Task statement
Tally the lines below that contain the string "green", with case counting, and reply with the number alone.

Dataset excerpts

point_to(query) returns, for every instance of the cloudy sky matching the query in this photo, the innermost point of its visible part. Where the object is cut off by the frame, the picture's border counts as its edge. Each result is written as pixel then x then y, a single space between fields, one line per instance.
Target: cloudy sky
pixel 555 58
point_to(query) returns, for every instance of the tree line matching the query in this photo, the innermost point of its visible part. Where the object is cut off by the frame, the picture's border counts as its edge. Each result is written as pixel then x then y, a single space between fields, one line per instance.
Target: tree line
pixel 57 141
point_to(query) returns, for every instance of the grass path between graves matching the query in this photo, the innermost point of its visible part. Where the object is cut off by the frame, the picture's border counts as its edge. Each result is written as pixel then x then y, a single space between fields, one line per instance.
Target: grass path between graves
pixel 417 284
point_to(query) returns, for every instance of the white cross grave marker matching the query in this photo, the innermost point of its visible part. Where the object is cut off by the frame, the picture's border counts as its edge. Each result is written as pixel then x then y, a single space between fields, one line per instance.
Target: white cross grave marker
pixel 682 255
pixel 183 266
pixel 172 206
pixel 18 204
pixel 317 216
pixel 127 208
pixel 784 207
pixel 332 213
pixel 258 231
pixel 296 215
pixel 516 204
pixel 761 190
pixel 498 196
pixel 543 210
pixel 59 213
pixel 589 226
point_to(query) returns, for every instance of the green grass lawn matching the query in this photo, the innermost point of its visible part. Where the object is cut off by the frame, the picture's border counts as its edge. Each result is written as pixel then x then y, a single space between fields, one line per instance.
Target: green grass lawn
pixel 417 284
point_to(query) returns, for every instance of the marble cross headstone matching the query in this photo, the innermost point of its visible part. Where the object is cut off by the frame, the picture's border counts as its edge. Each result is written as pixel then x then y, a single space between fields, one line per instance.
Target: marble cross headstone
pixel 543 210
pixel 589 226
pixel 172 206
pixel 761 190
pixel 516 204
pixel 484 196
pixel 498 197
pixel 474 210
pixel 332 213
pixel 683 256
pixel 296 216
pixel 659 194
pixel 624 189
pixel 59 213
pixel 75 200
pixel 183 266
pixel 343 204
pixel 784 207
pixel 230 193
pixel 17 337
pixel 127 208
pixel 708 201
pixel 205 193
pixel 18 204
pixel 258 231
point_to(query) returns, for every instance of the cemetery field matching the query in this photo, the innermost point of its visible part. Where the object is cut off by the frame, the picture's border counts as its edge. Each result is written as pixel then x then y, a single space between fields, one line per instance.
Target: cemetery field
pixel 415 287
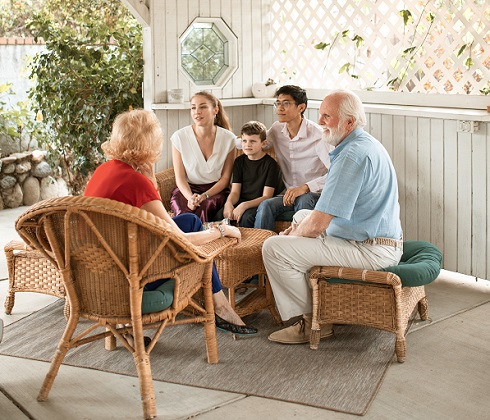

Exercise response
2